§ Available data:
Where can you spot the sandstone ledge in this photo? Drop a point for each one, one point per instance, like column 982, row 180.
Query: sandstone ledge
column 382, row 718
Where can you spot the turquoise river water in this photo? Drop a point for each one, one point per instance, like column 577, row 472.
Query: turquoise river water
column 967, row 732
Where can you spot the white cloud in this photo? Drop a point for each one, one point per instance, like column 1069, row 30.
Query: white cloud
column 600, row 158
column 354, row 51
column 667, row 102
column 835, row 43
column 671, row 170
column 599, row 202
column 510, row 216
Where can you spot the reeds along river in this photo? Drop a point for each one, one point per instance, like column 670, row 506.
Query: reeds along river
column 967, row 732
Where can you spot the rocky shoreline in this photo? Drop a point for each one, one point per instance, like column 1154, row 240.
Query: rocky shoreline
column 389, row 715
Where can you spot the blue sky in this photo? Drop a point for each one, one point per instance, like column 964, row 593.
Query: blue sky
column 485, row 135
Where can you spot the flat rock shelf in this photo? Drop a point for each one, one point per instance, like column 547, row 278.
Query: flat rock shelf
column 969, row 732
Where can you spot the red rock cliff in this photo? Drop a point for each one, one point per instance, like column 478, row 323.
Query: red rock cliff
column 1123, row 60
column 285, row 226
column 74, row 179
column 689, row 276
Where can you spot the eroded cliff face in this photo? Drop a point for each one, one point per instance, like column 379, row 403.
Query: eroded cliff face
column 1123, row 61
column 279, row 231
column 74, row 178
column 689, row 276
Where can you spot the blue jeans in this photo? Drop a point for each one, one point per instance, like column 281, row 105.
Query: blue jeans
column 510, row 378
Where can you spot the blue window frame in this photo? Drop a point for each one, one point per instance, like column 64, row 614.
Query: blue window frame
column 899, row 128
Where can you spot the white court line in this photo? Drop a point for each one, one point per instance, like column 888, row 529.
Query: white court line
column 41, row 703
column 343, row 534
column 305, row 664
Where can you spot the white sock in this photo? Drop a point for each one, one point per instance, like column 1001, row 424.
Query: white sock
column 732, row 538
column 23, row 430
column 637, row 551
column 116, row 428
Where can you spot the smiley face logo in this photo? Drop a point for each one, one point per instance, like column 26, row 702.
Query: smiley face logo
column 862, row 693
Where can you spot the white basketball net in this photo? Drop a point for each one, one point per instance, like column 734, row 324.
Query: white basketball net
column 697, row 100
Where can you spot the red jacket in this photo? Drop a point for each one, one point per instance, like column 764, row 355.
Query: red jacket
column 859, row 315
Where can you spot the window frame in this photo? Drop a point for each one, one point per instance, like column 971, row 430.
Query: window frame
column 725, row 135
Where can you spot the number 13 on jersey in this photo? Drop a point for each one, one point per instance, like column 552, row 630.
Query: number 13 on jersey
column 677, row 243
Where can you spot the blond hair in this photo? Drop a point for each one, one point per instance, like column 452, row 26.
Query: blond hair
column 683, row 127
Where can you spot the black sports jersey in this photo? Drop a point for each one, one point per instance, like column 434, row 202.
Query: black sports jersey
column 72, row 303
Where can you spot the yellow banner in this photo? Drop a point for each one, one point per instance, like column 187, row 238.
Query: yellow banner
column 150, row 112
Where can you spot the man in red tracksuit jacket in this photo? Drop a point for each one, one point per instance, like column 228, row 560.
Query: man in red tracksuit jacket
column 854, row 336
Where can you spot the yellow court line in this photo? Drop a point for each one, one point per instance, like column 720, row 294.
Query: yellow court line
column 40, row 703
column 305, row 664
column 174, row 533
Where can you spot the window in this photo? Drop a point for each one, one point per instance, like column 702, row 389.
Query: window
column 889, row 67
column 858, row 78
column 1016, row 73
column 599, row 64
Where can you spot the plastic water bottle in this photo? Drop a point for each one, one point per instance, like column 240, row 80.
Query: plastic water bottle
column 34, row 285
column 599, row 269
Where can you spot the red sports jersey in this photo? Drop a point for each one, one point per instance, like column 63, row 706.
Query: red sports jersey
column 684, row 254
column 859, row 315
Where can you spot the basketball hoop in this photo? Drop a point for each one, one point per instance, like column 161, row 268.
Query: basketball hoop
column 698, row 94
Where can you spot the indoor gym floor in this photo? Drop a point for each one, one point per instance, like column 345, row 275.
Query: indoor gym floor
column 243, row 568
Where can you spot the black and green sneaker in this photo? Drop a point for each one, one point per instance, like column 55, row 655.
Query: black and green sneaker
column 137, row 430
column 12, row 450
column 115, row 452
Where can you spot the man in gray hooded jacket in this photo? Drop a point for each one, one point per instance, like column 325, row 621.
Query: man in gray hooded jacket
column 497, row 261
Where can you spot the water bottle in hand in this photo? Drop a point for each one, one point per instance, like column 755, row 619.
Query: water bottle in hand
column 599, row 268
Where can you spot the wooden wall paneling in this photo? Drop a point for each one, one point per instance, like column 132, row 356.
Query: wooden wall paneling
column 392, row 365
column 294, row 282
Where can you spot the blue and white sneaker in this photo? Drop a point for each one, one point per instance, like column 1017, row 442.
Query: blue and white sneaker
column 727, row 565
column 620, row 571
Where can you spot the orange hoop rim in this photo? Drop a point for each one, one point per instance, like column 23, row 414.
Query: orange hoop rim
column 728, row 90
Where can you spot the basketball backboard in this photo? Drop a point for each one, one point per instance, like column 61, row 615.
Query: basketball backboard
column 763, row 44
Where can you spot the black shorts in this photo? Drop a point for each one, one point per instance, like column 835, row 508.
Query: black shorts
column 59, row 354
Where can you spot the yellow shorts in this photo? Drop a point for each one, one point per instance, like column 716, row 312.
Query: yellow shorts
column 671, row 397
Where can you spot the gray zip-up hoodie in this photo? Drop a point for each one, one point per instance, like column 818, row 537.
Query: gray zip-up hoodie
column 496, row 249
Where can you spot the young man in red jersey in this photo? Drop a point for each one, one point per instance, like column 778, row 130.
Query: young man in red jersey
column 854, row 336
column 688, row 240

§ Task goal:
Could you retype all of the records above exactly as they appear?

§ Answer section:
Where can you spot the sandstone ledge in this photo? Drop a point for each one, one point per instance, like column 982, row 180.
Query: sandstone ledge
column 382, row 718
Where can you spot the turquoise river water in this photo? Drop a point for each one, one point per instance, like column 577, row 472.
Query: turquoise river water
column 967, row 732
Where can you spot the white cloud in this photo? Drop a point for each one, one point per instance, like column 1069, row 30.
Query: white cloud
column 600, row 158
column 354, row 51
column 667, row 102
column 835, row 43
column 671, row 170
column 599, row 202
column 510, row 216
Where can you spot the reeds along river in this photo? Drop a point for each one, one point per instance, like column 670, row 506.
Query: reeds along river
column 967, row 732
Where can you spot the rocky shoreline in this photo? Drop a point for each one, one point per instance, like column 1154, row 240.
Query: rocky shoreline
column 389, row 715
Where can you spot the blue sky in this photo? Drop a point for each one, one point per instance, like column 964, row 593.
Query: blue sky
column 485, row 135
Where can you spot the flat rock shelf in this photo? Drop a point for each one, one point per instance, like column 547, row 278.
Query: flat rock shelf
column 969, row 732
Where can you spot the red rock cliff in this photo? Drop a point for each one, one point per instance, like column 478, row 323.
Query: red rock cliff
column 1123, row 60
column 285, row 226
column 74, row 179
column 689, row 276
Where can you spot the eroded cliff face in this photo? Drop a point for each one, one point per instance, like column 379, row 403.
Query: eroded cliff face
column 1123, row 61
column 279, row 231
column 74, row 178
column 689, row 276
Where can you spot the blue jeans in this photo? Drop a point for each one, one point per instance, like column 281, row 105.
Query: blue jeans
column 510, row 378
Where can you spot the blue window frame in this photo? Drop a point for each one, one point per instance, like column 64, row 614.
Query: blue window frame
column 899, row 128
Where can you spot the white court line in this photo? Drop a point for each one, one point per instance, like column 888, row 529.
Query: white court line
column 41, row 703
column 343, row 534
column 305, row 664
Where can you spot the white sock in this photo? Drop a point for each one, one point per instance, like column 1001, row 424.
Query: white sock
column 732, row 538
column 23, row 430
column 637, row 551
column 116, row 428
Where can you spot the smiley face logo in this photo? Drop a point for each one, one point per instance, like column 26, row 702.
Query: smiley face logo
column 862, row 693
Where can you spot the white basketball net in this photo? Drop a point for each one, one point per instance, like column 734, row 324.
Query: white basketball net
column 697, row 100
Where can you spot the red jacket in this photo? Drop a point for each one, one point per instance, like column 764, row 355.
Query: red jacket
column 859, row 315
Where can you spot the window frame in this photo? Drop a point for each one, one point per instance, like column 971, row 430.
Query: window frame
column 725, row 135
Where can you spot the number 13 on jersey in this photo? Drop a point for each one, one point per instance, like column 552, row 630.
Query: number 13 on jersey
column 677, row 243
Where can you spot the blond hair in this photo? Drop a point for each one, one point per instance, like column 452, row 26.
Query: blond hair
column 683, row 127
Where can you spot the black sports jersey in this photo? Drop a point for each one, one point per instance, like column 434, row 202.
Query: black sports jersey
column 72, row 303
Where can you spot the yellow banner in this photo? Drop a point for each one, one point per instance, like column 187, row 238.
Query: yellow banner
column 150, row 112
Where can you spot the man in red tracksuit jacket in this photo? Drop a point for each one, one point per instance, like column 228, row 560.
Query: man in red tracksuit jacket
column 854, row 336
Where can you spot the yellow court line in this photo? Drop a point for each one, one point per instance, like column 720, row 294.
Query: yellow court line
column 40, row 703
column 305, row 664
column 174, row 533
Where can you spot the window in this photo? Drop a point for each one, one point per instance, like column 702, row 389.
Query: window
column 889, row 67
column 858, row 78
column 1016, row 73
column 599, row 64
Where can you spot the plastic water bottle in this photo? Drop a point for each one, one point per instance, like column 240, row 80.
Query: plastic water bottle
column 34, row 285
column 599, row 269
Where can you spot the red sports jersey in this photo? Drop a point for each one, one point per instance, like column 63, row 706.
Query: red sports jersey
column 684, row 254
column 859, row 315
Where can you spot the basketball hoop in this photo? Drop a point for each one, one point per instance, like column 161, row 268.
Query: basketball hoop
column 698, row 94
Where can you spot the indoor gym floor in this photo? Drop a point for each one, one point per instance, like column 345, row 275.
Query: indoor gym floor
column 243, row 568
Where can you spot the black and green sneaker in this photo? Drop a point for each one, one point per instance, like column 55, row 655.
Query: black and green sneaker
column 137, row 430
column 12, row 450
column 115, row 452
Where can you spot the man in gray hooded jacket in this photo? Drop a point for each one, one point per instance, like column 325, row 621.
Query: man in gray hooded jacket
column 497, row 261
Where can you spot the water bottle in hand in this photo? Drop a point for each one, one point per instance, like column 755, row 619.
Query: water bottle in hand
column 599, row 268
Where can you spot the wooden wall paneling in this photo? Drop a point for each one, one point per instance, like column 132, row 356.
Query: wooden wall paneling
column 392, row 365
column 294, row 282
Where can you spot the blue and white sneaker in this photo? Drop a point for each one, one point per instance, like column 1017, row 442.
Query: blue and white sneaker
column 727, row 565
column 620, row 571
Where can you spot the orange hoop rim in this photo? Drop a point for each one, one point per instance, like column 23, row 414.
Query: orange hoop rim
column 728, row 90
Where can you spot the basketball backboard in this photo? Drop a point for each one, one point per instance, like column 61, row 615.
Query: basketball backboard
column 763, row 44
Where can you spot the black shorts in this photo? Drop a point for each one, one point per instance, like column 835, row 508.
Query: black shorts
column 59, row 354
Where can you spot the yellow shorts in this photo? Drop a point for each one, one point per instance, like column 716, row 312.
Query: yellow shorts
column 671, row 397
Where can you spot the gray zip-up hoodie in this photo? Drop a point for each one, one point per instance, like column 818, row 537.
Query: gray zip-up hoodie
column 496, row 249
Where can you spot the young man in red jersey in this photo? Drop a point for each one, one point per instance, like column 778, row 130.
Query: young man in red jersey
column 854, row 336
column 688, row 240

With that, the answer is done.